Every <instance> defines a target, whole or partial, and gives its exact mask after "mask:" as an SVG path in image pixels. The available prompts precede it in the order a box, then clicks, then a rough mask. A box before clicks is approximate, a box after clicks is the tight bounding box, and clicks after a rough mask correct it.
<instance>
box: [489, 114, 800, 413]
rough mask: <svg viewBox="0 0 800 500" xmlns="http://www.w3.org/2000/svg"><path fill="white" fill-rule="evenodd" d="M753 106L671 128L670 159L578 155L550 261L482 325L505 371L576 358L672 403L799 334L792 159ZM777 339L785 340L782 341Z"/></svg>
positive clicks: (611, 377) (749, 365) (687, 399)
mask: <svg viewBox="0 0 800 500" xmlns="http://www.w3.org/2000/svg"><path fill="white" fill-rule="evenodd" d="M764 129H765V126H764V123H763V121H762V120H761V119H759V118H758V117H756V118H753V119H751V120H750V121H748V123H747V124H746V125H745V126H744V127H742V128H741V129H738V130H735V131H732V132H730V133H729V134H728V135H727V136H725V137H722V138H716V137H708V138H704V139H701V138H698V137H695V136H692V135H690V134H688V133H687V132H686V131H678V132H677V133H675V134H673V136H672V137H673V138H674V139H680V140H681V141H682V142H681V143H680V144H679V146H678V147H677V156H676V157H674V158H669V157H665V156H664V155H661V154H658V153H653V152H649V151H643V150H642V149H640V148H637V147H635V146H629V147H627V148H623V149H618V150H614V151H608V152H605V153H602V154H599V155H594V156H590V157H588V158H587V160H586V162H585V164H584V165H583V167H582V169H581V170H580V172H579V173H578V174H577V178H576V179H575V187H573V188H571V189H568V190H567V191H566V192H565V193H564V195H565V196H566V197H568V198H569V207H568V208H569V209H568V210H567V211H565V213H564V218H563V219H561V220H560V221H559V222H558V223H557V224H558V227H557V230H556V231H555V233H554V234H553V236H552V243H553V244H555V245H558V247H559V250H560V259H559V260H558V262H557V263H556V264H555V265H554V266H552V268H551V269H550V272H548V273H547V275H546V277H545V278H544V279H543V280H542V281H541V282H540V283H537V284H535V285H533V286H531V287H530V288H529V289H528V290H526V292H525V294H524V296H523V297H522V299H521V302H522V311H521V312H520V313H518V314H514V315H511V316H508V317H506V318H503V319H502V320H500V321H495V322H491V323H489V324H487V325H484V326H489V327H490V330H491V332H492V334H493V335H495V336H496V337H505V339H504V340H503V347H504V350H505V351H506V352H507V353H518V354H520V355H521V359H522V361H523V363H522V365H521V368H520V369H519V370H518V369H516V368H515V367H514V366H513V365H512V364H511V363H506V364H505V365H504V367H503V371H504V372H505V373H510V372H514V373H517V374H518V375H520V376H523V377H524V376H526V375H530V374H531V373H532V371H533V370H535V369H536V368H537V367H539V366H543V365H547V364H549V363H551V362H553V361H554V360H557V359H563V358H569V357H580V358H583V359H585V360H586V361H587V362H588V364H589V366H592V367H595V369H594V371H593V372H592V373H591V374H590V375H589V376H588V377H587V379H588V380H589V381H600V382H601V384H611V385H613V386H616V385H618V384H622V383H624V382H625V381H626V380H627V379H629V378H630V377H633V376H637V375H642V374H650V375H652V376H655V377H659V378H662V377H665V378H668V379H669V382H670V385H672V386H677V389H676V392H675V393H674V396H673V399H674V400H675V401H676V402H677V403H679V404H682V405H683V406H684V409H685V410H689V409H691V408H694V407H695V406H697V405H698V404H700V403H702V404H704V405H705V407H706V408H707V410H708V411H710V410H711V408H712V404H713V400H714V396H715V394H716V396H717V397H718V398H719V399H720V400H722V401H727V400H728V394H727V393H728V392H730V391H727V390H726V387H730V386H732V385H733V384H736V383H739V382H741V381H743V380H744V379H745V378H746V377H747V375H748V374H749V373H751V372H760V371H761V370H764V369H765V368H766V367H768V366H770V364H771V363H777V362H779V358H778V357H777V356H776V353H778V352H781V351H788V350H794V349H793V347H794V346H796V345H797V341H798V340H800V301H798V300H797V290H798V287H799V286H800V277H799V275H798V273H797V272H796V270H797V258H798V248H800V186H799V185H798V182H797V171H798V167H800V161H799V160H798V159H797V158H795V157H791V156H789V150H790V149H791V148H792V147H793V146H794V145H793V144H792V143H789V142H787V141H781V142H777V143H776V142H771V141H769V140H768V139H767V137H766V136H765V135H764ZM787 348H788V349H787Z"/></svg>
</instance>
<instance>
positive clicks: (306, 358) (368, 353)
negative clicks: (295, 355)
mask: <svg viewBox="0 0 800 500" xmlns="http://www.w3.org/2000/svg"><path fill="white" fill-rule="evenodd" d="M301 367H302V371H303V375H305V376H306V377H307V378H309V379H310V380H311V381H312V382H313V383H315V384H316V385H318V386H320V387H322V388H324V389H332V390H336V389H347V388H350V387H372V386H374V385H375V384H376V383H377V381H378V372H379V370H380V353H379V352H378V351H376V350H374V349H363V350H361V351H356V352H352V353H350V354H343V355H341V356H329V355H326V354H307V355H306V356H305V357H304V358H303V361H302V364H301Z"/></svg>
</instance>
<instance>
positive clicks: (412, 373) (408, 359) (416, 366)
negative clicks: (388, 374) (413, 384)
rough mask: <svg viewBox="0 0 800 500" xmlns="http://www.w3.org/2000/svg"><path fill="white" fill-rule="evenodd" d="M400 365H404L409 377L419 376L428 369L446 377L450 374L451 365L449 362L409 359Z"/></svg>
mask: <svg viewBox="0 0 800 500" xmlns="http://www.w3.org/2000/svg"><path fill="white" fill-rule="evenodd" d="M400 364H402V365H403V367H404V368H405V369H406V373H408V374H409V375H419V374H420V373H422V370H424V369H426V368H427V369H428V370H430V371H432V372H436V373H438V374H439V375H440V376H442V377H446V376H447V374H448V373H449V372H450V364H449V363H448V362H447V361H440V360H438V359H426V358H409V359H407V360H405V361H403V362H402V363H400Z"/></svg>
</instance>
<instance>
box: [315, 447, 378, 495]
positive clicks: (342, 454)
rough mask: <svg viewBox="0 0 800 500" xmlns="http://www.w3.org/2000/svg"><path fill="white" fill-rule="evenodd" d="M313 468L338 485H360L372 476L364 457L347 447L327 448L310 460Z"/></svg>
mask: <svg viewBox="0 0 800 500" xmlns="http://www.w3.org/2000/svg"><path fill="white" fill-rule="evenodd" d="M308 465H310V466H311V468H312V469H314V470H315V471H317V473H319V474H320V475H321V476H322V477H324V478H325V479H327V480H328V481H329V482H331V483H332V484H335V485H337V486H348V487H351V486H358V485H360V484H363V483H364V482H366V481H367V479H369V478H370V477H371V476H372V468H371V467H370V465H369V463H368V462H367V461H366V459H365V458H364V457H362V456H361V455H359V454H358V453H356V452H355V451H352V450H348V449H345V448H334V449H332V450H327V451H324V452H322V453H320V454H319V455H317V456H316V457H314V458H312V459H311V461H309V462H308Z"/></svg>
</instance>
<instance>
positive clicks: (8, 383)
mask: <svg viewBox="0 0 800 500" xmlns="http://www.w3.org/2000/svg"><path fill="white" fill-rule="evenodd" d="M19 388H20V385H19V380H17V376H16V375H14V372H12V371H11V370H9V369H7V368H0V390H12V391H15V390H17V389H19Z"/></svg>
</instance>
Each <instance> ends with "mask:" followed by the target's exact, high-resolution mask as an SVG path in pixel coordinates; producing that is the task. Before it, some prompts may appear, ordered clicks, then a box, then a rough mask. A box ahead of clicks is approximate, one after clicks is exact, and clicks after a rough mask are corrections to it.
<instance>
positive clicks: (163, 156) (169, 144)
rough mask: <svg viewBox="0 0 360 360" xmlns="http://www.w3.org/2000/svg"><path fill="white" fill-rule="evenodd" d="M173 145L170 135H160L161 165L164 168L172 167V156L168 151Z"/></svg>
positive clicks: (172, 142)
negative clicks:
---
◆ Work task: Within the listing, count the lines that contain the word "exact", and give the count by itself.

◆ Answer box: 2